## What you are asked to do
Make an exact copy of the lines, leaving the pictures out.

## Entries provided
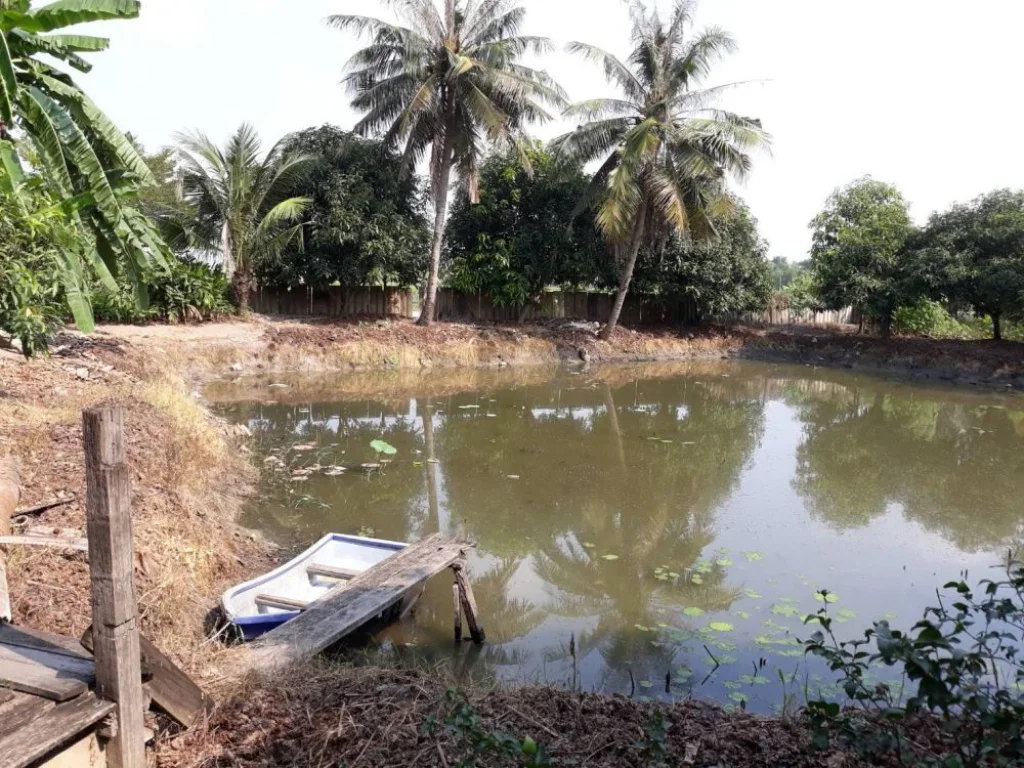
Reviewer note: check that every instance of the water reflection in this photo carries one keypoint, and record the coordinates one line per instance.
(656, 521)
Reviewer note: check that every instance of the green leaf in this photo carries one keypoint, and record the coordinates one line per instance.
(8, 82)
(383, 448)
(69, 12)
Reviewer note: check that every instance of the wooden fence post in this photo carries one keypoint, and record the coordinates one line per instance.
(115, 612)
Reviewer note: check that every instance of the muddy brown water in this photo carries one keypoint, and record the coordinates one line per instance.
(638, 525)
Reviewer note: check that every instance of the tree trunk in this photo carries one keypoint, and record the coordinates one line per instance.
(627, 274)
(429, 311)
(886, 326)
(242, 283)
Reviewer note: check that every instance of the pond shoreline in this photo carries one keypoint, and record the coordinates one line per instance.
(155, 371)
(272, 346)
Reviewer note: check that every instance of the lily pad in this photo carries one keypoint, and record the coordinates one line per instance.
(383, 448)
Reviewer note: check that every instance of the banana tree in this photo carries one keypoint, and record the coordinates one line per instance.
(50, 129)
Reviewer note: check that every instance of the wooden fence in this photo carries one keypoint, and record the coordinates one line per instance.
(465, 307)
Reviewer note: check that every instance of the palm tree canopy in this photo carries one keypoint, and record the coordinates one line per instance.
(243, 201)
(449, 79)
(666, 150)
(86, 164)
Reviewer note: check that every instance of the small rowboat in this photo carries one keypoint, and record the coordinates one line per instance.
(268, 601)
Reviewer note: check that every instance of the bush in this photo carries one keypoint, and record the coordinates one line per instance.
(964, 658)
(192, 292)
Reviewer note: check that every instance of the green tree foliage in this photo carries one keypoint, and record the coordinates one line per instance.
(973, 255)
(83, 161)
(449, 82)
(666, 153)
(365, 223)
(243, 201)
(32, 244)
(858, 253)
(727, 273)
(515, 242)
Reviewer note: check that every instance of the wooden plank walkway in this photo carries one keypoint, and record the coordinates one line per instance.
(352, 603)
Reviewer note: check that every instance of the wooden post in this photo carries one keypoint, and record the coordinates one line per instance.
(457, 606)
(468, 603)
(115, 612)
(10, 495)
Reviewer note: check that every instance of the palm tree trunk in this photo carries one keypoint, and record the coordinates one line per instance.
(627, 274)
(429, 311)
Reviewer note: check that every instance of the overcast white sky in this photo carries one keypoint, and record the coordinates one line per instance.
(923, 93)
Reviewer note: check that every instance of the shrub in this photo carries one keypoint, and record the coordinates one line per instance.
(190, 292)
(963, 657)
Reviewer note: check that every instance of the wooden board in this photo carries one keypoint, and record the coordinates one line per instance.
(51, 729)
(331, 571)
(52, 676)
(349, 605)
(23, 637)
(171, 689)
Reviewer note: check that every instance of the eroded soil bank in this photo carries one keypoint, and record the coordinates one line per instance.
(192, 474)
(275, 346)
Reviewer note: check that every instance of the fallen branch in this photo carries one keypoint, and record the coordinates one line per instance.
(45, 541)
(40, 508)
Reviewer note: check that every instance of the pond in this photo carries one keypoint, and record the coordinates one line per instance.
(654, 529)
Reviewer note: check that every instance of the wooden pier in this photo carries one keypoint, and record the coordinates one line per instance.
(358, 600)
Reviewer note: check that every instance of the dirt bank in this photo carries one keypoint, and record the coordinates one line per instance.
(265, 346)
(187, 485)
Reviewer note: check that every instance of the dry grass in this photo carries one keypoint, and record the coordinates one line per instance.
(188, 481)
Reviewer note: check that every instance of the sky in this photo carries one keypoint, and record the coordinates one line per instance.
(921, 93)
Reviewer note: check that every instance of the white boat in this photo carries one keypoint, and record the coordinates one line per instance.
(268, 601)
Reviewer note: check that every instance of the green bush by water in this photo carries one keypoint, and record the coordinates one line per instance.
(963, 669)
(189, 293)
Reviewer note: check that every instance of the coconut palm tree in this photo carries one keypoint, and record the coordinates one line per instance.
(450, 82)
(666, 151)
(88, 169)
(243, 201)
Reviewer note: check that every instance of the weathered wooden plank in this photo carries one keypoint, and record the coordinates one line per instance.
(52, 729)
(171, 689)
(283, 603)
(112, 560)
(18, 710)
(59, 542)
(351, 604)
(331, 571)
(49, 675)
(468, 603)
(23, 637)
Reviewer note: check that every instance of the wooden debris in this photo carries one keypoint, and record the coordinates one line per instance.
(171, 689)
(50, 729)
(58, 542)
(352, 603)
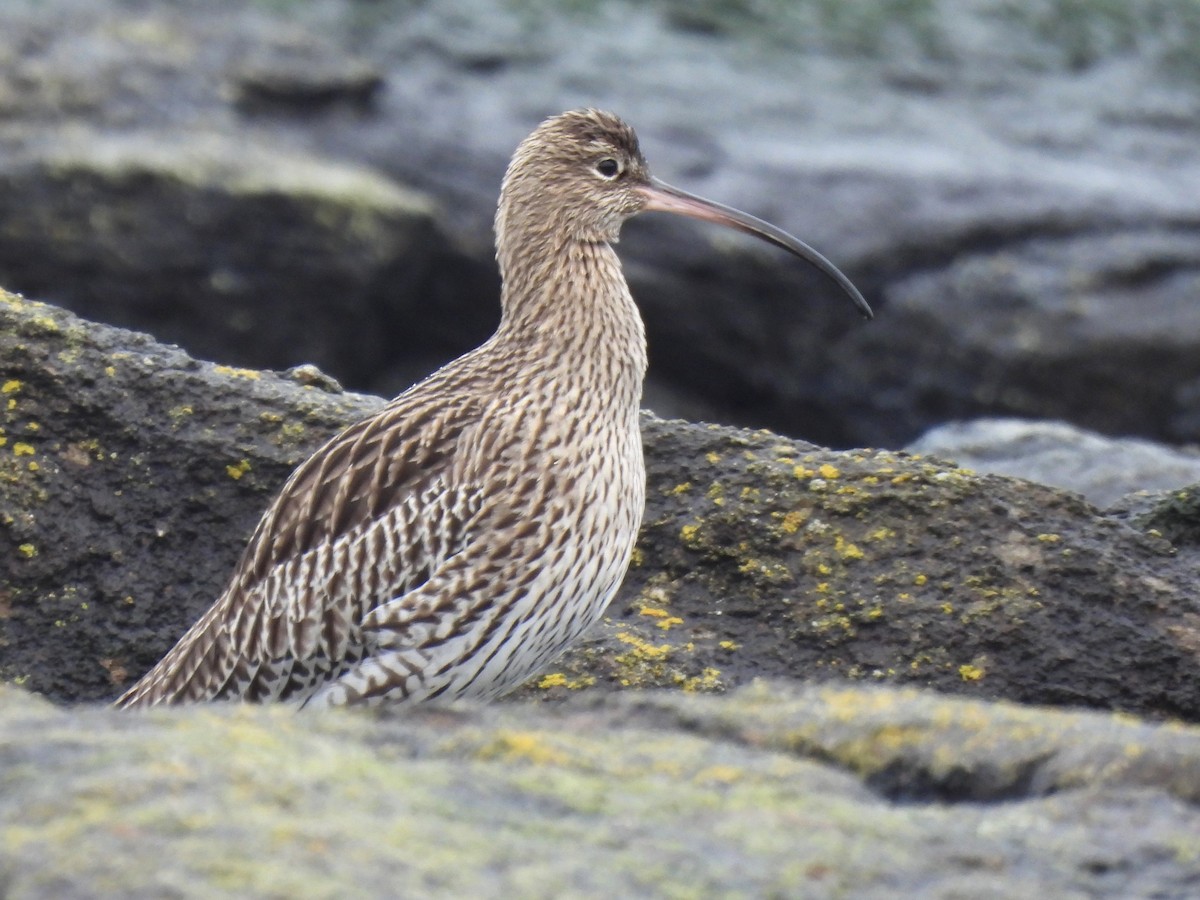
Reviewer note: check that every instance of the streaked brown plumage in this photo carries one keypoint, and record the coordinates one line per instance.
(456, 541)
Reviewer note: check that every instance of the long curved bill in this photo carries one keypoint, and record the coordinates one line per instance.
(665, 198)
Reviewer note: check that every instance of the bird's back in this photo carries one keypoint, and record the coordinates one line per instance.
(426, 551)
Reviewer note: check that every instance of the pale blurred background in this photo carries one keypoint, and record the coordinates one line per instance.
(1013, 184)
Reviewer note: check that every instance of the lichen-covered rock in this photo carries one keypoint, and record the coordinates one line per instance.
(1012, 184)
(130, 475)
(766, 792)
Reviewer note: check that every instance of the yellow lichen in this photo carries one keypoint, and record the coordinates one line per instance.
(969, 672)
(559, 679)
(523, 747)
(253, 375)
(792, 520)
(239, 469)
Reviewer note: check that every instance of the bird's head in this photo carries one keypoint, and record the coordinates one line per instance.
(581, 174)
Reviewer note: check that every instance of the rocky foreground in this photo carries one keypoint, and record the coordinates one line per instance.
(131, 473)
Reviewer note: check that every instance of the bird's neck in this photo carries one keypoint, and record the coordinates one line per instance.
(570, 305)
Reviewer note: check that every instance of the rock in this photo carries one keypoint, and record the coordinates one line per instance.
(1103, 469)
(769, 792)
(1097, 330)
(133, 473)
(1011, 185)
(244, 251)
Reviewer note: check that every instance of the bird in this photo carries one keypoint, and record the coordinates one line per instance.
(453, 544)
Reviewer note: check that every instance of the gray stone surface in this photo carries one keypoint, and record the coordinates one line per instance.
(767, 792)
(131, 474)
(1103, 469)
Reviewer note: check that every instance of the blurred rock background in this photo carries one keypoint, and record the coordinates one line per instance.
(1012, 183)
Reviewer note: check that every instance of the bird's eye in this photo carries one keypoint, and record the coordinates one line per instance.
(609, 167)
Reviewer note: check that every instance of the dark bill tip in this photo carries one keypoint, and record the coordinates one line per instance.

## Reply
Reviewer note: check that every instance of the water reflection in this photo carries one keypoint, and record the coordinates one line per instance.
(656, 521)
Reviewer note: check that every instance of the green leaf in this photo carries one keypoint, and record the coordinates one line per instance.
(8, 82)
(383, 448)
(69, 12)
Reviewer note: check that every instance of the wooden fence post in this photo carries one keypoint, and record the coordinates one line per instance.
(115, 612)
Reviewer note: check that every instance of the muddy brown water in this photo carries one keypoint, and record the coordinates one line per instance.
(638, 525)
Reviewer note: check that every instance of the tree trunk in this photo carries one keypoint, and record the coordinates one line per instance.
(627, 274)
(429, 311)
(886, 326)
(242, 283)
Reviewer note: check that every instance of the pond shoreline in this photo carries one keypoint, and record the coordinates one line per instance.
(155, 371)
(272, 346)
Reviewer note: check that every instance of the lily pad in this photo carries one keypoint, and record the coordinates one line per instance.
(383, 448)
Reviewer note: check that every instance of the banana tree in this photo carries one keypoint, and record the coordinates one line per instance.
(50, 129)
Reviewer note: check that every instance of the wooden fence in this photo carries one keypoint, and record the coordinates one line per instance.
(465, 307)
Reviewer note: check that every instance of the palm tree canopy in this photo carries one keypoint, and record the coordinates one line per instance.
(243, 201)
(449, 79)
(666, 150)
(86, 164)
Reviewer note: check that every instance of the small rowboat in this photo carries one keypoint, and record the coordinates one line per instance.
(268, 601)
Reviewer note: check that every instance of the bush in this photo carries one keypoint, and record the coordinates one line per instance.
(964, 658)
(192, 292)
Reviewer note: check that every instance of the green tree foliage in this photo carries one keypoint, and record the coordinates one line per instance.
(973, 255)
(83, 161)
(449, 82)
(666, 153)
(365, 223)
(243, 201)
(32, 244)
(858, 253)
(727, 273)
(515, 242)
Reviewer note: check that every instance of the wooden plank walkway in this photo carries one keypoint, and record the coordinates one line per instance.
(352, 603)
Reviewer note: check that every instance of the wooden post in this photo carries one keypoint, and record the coordinates one line per instance.
(457, 606)
(468, 603)
(115, 612)
(10, 495)
Reviewer note: check that every instance of the palm tree trunk in this photo carries one keypoint, and record the coordinates one line per instance.
(627, 274)
(429, 311)
Reviewer note: check that every instance of the overcast white sky in this photo carries one keypoint, and record the coordinates one line per instance.
(923, 93)
Reviewer note: check that every instance of the shrub in this photo carries one keypoint, and record the coordinates one line per instance.
(190, 292)
(963, 657)
Reviewer note: check that every instance of the wooden board in this photo carries one keypoint, and record the coordinates one line per instance.
(51, 729)
(331, 571)
(52, 676)
(349, 605)
(23, 637)
(171, 689)
Reviewer note: check that every instance of the eroded soil bank in this photo carries one keypoint, and record the coordinates one line per instance.
(192, 474)
(275, 346)
Reviewer note: check that every instance of the fallen branch in this photo carries one keypoint, and record the coordinates one line per instance.
(45, 541)
(40, 508)
Reviewer note: check that every instance of the pond in this photo carries one keypoint, and record the coordinates one line per instance.
(654, 529)
Reviewer note: check that every instance of the wooden pier in this photo carries one keypoint, and record the coordinates one line per instance.
(358, 600)
Reviewer note: check that every instance of the dirt bank in this photo carries one keypoint, and record the coordinates one line per instance.
(265, 346)
(187, 485)
Reviewer note: check that every instance of the dry grass in this photo carries one keypoint, and record the coordinates one line per instance.
(188, 481)
Reviewer note: check that every instance of the sky in this photo carries one keypoint, and record the coordinates one line per instance.
(921, 93)
Reviewer note: check that every instance of the white boat in this photo carries one keypoint, and record the coordinates one line per instance.
(268, 601)
Reviewer note: check that every instance of the green bush by water in this photo carries one keypoint, and record the coordinates one line per instance.
(963, 669)
(189, 293)
Reviewer note: check that every instance of the coconut palm tree in this photo carries one keypoint, and record the coordinates one line per instance.
(450, 82)
(666, 151)
(88, 169)
(243, 201)
Reviewer note: check that every instance of the weathered wooden plank in this photo carries one keypoint, and record the coordinates one line per instance.
(52, 729)
(171, 689)
(283, 603)
(112, 560)
(18, 710)
(59, 542)
(351, 604)
(331, 571)
(49, 675)
(468, 603)
(23, 637)
Reviewer note: check that every instance of the wooden debris in this photo carries one keypoint, and record the coordinates one line per instance.
(171, 689)
(50, 729)
(58, 542)
(352, 603)
Reviewer note: check that every instance of the streaked brown plumage in this photo carries one keypoint, and record the coordinates one line per instance.
(456, 541)
Reviewer note: check that every instance of the long curved bill in this photo carries one keypoint, and record the coordinates one line per instance.
(665, 198)
Reviewer note: check that every instance of the bird's back in this photo carries one keypoint, and record the coordinates one line per instance.
(426, 551)
Reviewer note: check that every instance of the pale blurred background in this photo carries one keypoint, and record the coordinates one line per instance.
(1013, 184)
Reviewer note: check that every instance of the lichen-covered rock in this photo carries one keypoint, and record the coordinates one line per instance.
(1012, 184)
(130, 475)
(766, 792)
Reviewer note: check that every instance of the yellow lichen in this photo carries one keypoint, and record the coordinates one line per instance.
(969, 672)
(559, 679)
(523, 747)
(253, 375)
(792, 520)
(239, 469)
Reviewer note: check that every instance of the bird's head in this photo carries one keypoint, and record the coordinates one line per instance.
(581, 174)
Reviewer note: check that every instance of the rocky foreground in this photo carries one keypoint, and record the coordinates one line per instance.
(131, 473)
Reviewer note: check that every instance of the bird's neck in this photo carries one keypoint, and record the coordinates one line per instance.
(570, 305)
Reviewer note: check that every instance of the rock in this photo carries one keypoint, and record the coordinates one line per instance.
(1103, 469)
(769, 792)
(1097, 330)
(133, 473)
(1011, 185)
(244, 251)
Reviewer note: check that every instance of the bird in this photo carries one keypoint, and record the coordinates one line per instance.
(453, 544)
Reviewer note: check that every instance of the gray stone surface in this photo carries one keypoint, and record the coordinates one line per instance.
(767, 792)
(131, 474)
(1103, 469)
Reviewer note: check that every instance of the blurred rock background in this photo carries one keypoint, and record the coordinates one line per instance.
(1012, 183)
Reviewer note: check that every instance of the bird's eye in this photo carries one keypoint, and record the coordinates one line per instance.
(609, 167)
Reviewer note: check that every instance of the dark bill tip in this photo carries one keypoint, and record the coordinates one line per instance.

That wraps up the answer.